- **Texto de origem**:
No entanto, apesar da legalidade do procedimento nesses casos, apenas 43% (76 hospitais) dos 176 hospitais públicos de todo o Brasil indicados para realização da interrupção da gestação afirmaram realizar o procedimento.

A publicação consolida evidências de que o acesso à informação é uma barreira para a realização do procedimento, concluindo que – seja por medo justificado de retaliação, por desconhecimento ou por objeções morais mais diretas à garantia desse direito – no geral, foi difícil conseguir informações via telefone nos estabelecimentos de saúde.

Por exemplo, 7 hospitais informaram que realizam o aborto nos três casos previstos em lei, 6 hospitais realizam somente nos casos de violência sexual e anencefalia e 3 hospitais realizam somente no caso de estupro.

Quanto à idade gestacional máxima para o abortamento, as respostas foram completamente dissonantes. Alguns afirmaram realizar o procedimento até 12 semanas, outros 14 semanas, outros 20, 22 semanas. De acordo com a norma técnica Atenção Humanizada ao Abortamento (2011), o abortamento pode ser realizado até a 20ª ou 22ª semana e com o feto pesando menos que 500g.

Além disso, 16 hospitais mencionaram o Boletim de Ocorrência entre os documentos necessários para a realização do aborto legal – ainda que não seja necessária a apresentação do BO desde a publicação de uma portaria em 2005.

 

DESCASO NO ATENDIMENTO

 

Dentre os hospitais que informaram não fazer aborto legal, chama a atenção o descaso e a rudeza no atendimento. Por exemplo, uma série de hospitais disseram que não realizariam o aborto legal “pois é crime”, evidenciando o desconhecimento da legislação sobre o tema. Destaca-se nesses casos respostas como “deus me livre!”, “claro que não faz aborto”, “aborto é crime e aqui não defendemos direitos humanos para bandido” e “nenhum médico realizará o procedimento”.

Um hospital perguntou se a Usuária poderia provar que tinha sido estuprada – e nesse caso, inclusive, expôs o caso às/aos colegas que estavam na mesma sala, falando detalhes em voz alta – e outro perguntou se ela conhecia o autor da violência.

- **Objetivo da tarefa**: Por favor, escreva a continuação do texto sobre o acesso ao aborto legal em hospitais públicos do Brasil, começando logo após a última frase apresentada.

- **Dados de origem**:
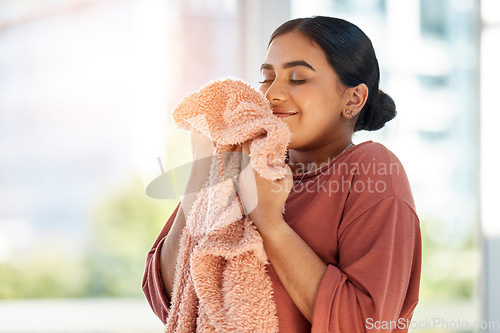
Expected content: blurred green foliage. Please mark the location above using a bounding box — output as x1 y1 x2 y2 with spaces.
0 179 177 299
86 180 177 296
420 214 481 301
0 179 480 301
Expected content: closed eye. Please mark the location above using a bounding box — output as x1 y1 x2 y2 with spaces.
259 79 274 84
290 79 306 84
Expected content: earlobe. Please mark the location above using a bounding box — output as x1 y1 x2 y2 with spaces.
346 83 368 117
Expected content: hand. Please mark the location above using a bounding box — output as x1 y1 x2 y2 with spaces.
238 141 293 232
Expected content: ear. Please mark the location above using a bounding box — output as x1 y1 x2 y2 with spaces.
342 83 368 118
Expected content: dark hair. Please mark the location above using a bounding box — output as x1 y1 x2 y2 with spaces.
269 16 396 131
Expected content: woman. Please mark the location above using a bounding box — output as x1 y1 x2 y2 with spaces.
143 17 421 333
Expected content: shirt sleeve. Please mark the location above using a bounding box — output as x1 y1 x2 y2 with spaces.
142 205 179 324
311 197 421 333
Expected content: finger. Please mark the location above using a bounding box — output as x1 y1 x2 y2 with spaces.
241 140 251 155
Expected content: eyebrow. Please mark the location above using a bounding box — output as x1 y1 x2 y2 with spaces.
260 60 316 71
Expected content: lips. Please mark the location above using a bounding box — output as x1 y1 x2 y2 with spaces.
273 108 298 118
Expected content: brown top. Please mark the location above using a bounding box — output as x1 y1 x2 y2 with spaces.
143 141 421 333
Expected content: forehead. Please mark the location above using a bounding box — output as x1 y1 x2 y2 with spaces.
264 31 329 69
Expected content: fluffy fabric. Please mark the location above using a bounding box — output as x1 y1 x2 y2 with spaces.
166 79 290 333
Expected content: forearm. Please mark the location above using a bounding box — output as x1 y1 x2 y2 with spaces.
259 218 327 322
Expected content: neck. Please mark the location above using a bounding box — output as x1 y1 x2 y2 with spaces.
288 138 352 174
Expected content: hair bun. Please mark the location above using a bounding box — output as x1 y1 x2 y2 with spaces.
354 90 397 131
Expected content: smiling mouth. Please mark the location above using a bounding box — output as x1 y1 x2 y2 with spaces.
273 109 297 118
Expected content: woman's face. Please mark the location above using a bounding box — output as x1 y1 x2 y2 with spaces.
260 32 345 150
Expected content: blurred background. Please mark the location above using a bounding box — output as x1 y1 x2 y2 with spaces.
0 0 500 333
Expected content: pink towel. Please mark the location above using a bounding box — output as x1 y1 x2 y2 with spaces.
166 79 290 333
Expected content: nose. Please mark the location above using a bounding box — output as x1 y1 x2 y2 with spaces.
263 79 288 102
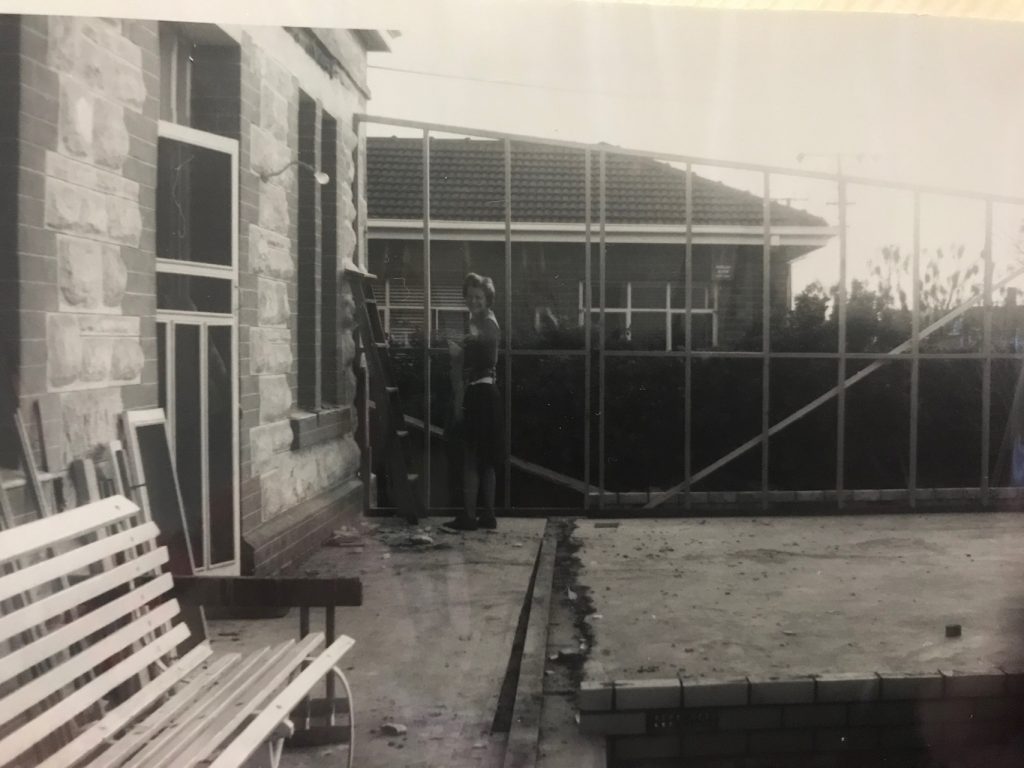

- **Resposta esperada**:
É desnecessário dizer que tais comportamentos constrangem as mulheres que buscam informações sobre aborto legal, e até mesmo desmotivam que tenham acesso ao procedimento às que legalmente têm direito.

 

METODOLOGIA

 

A base da pesquisa, segundo o Relatório, foi construída a partir do acesso a duas listas de informações públicas disponibilizadas pelo Ministério da Saúde. A primeira obtida a partir do Cadastro Nacional de Estabelecimentos de Saúde (CNES) do Sistema Único de Saúde e a segunda adquirida diretamente do Ministério da Saúde, via solicitação de acesso à informação. Juntadas as listas e excluídas as repetições, chegou-se a uma lista com 176 estabelecimentos, que compôs a base de dados para a elaboração do Mapa.

Depois, para certificação de que, de fato, as cidadãs teriam acesso ao serviço de aborto legal, foi realizado contato telefônico com todos os 176 estabelecimentos de saúde.

As ligações foram realizadas para os 176 hospitais por dois perfis – um que se apresentaria como Pesquisadora, em busca de informações para fins de pesquisa, e um que se apresentaria como Usuária, que estaria buscando informações para conseguir realizar o abortamento legal. A Usuária conseguiu falar com 140 hospitais, enquanto a Pesquisadora conseguiu falar com apenas 22 hospitais.

Os hospitais que confirmaram a realização do aborto legal na pesquisa telefônica foram listados na plataforma mapaabortolegal.org.

Saiba mais sobre a metodologia acessando o Relatório.

 

MAPA ABORTO LEGAL

 

O site, de domínio www.mapaabortolegal.org, reúne informações úteis sobre direitos sexuais e reprodutivos, principalmente sobre aborto legal, em linguagem cidadã, a fim de informar diretamente mulheres que estejam buscando acessar esse direito nos serviços públicos de saúde. Além disso, a plataforma também reúne dados e outras publicações que possam interessar a  jornalistas, pesquisadoras/es da área e cidadãs/ãos de modo geral.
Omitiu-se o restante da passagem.